But here is the question I am struggling with.

Do I just stat tearing her down, or should I take her for a few runs around the neighborhood to assess the situation with the motor, suspension, and transmission first.

It was sold as runs ok (as in motor, brakes and tranny function not as in ready for street use)

Since that assessmentthe brakes have quit, but I am thinking about doing the brakes first, then a few mild trips aroud the neighborhood to assess the other mechanical parts, then tear it all apart knowing what wrong and right. Any thoughts?

Car has been sitting for 10 years or more, but fuels system cleaned out and it does start.

Tinkerman
02-23-2008, 01:49 PM
You have a 40+ year old car that has been sitting for the last 10 years. I would guess that most of the rubber seals are shot. Fuel pump would be suspect, etc. etc. Plus a bunch of other little things that don't function. Probably needs a total overhaul. That said I would guess, in your circumstance I would tool around the neighborhood just for the fun of it. You can determine the status of most all the systems by static testing. Not nearly as much fun as driving it. I sure wouldn't go far in it, though. Have some fun and then rebuild it.
My thoughts anyway, Tinkerman

2wrench
02-23-2008, 02:51 PM
I want a nice daily driver/fun car. If that's
something like what you want, I'd keep it putting
and replace stuff as worst/first with an eye on
keeping it rolling. More fun, to me. If something
becomes inop, well, that's the next worst, right?

You got the desire for show car
or frame-off? Well, then you tear into it, because
now it's necessary.

I think what will keep you wrenching is being able
to putt around a bit after you install brakes or whatever
is dictated next. Likely your car will lead you; if it
doesn't, you have freedom to choose.

(Point annotation dataset rows)
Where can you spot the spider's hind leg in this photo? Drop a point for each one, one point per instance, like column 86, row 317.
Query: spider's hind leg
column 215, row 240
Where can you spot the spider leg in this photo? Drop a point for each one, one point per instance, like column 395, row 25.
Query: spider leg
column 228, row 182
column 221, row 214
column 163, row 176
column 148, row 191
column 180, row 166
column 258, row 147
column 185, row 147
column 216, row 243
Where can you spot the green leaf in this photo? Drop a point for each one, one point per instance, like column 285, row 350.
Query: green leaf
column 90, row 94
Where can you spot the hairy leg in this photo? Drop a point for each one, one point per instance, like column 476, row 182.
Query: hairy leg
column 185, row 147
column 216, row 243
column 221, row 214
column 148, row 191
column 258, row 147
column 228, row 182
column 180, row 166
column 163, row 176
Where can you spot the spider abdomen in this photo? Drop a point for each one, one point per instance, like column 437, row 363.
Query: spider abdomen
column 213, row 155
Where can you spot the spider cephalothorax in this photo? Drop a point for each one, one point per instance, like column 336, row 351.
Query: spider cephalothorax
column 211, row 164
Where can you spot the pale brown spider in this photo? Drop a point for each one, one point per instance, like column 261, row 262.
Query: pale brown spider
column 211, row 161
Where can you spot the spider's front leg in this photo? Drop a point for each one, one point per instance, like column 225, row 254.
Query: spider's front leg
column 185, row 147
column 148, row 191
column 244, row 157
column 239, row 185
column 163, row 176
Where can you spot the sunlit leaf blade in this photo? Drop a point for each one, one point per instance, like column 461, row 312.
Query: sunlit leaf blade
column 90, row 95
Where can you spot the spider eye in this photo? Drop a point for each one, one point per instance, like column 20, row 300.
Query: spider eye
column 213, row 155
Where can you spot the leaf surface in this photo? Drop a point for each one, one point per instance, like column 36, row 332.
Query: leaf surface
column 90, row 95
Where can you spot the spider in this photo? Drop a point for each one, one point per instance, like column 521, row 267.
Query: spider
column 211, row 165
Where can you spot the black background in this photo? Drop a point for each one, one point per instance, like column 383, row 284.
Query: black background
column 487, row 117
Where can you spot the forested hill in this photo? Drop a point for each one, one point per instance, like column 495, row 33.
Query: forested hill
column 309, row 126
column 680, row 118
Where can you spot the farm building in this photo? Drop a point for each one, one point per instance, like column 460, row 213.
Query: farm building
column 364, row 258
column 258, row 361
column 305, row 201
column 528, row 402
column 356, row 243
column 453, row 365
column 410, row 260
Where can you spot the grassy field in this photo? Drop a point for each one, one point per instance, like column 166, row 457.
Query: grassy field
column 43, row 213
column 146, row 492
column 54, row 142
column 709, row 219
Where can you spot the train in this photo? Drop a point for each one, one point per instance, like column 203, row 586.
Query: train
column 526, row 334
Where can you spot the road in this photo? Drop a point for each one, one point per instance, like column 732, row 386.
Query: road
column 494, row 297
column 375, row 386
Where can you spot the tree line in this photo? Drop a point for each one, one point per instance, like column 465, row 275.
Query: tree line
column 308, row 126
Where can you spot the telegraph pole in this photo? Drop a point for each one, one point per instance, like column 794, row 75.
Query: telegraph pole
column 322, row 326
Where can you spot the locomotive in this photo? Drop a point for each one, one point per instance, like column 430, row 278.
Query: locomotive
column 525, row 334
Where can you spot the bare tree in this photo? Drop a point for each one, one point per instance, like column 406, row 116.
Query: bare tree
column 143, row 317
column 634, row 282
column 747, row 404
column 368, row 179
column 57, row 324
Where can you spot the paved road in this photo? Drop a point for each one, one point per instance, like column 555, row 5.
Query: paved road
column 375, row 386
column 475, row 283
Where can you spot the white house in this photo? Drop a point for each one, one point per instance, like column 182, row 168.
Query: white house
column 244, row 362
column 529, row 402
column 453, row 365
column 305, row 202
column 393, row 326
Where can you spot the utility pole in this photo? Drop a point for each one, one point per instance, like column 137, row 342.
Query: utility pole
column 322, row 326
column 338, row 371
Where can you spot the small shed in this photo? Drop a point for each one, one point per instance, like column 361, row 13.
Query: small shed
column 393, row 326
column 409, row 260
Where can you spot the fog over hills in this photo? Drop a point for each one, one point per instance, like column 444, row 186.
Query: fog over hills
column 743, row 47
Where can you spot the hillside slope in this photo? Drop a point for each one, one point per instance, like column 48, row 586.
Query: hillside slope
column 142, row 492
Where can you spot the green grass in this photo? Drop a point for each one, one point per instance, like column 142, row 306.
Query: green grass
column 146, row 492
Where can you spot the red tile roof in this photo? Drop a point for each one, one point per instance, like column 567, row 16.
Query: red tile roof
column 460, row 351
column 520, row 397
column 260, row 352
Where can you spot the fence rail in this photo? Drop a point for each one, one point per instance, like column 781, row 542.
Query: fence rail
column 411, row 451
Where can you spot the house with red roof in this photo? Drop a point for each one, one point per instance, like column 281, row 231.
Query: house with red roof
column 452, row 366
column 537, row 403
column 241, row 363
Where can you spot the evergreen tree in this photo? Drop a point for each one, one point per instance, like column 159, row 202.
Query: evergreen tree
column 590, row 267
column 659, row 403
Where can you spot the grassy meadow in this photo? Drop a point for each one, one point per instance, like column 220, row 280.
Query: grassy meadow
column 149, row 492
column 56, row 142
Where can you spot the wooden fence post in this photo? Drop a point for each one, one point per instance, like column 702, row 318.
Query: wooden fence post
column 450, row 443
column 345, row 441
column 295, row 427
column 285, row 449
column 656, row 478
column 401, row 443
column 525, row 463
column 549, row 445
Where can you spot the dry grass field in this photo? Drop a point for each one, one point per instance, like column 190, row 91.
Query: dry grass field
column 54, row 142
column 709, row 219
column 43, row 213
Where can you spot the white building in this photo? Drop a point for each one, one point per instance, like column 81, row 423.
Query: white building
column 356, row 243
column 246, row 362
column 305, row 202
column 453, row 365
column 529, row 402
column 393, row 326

DIRECTIVE: Reproduce everything from "Since that assessmentthe" down to "it does start." in the old car thread, replacing "mechanical parts" with "mechanical systems". The rows aren't needed for anything here.

EXPECTED OUTPUT:
Since that assessmentthe brakes have quit, but I am thinking about doing the brakes first, then a few mild trips aroud the neighborhood to assess the other mechanical systems, then tear it all apart knowing what wrong and right. Any thoughts?

Car has been sitting for 10 years or more, but fuels system cleaned out and it does start.